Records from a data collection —
--- Begin ---
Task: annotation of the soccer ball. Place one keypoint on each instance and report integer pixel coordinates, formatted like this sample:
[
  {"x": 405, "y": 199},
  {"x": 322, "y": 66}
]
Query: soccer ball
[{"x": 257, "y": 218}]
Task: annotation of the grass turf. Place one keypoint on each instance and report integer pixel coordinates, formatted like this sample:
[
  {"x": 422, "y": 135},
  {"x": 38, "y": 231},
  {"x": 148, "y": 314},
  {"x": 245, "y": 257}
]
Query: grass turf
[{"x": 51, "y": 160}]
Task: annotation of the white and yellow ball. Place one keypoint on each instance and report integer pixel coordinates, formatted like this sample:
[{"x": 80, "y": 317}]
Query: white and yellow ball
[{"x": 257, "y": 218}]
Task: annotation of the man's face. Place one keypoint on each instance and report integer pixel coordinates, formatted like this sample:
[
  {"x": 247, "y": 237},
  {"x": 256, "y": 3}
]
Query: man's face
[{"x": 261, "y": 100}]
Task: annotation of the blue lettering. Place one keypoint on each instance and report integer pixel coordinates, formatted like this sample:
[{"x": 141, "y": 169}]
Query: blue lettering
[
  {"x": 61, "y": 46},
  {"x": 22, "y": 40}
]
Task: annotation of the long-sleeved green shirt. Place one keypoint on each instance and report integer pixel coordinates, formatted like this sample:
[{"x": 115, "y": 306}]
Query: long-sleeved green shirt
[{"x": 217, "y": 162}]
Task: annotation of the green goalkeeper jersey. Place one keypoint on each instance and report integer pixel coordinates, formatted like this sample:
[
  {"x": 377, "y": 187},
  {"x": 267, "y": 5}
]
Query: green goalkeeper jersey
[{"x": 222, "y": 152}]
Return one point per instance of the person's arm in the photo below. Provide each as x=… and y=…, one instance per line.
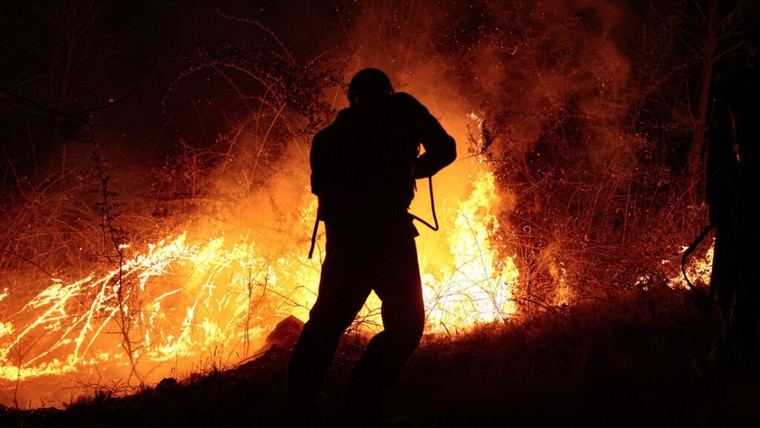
--- End ---
PROBLEM DETAILS — How many lines of the material contain the string "soccer", counting only matches in the same case? Reply with the number alone.

TASK ANSWER — 2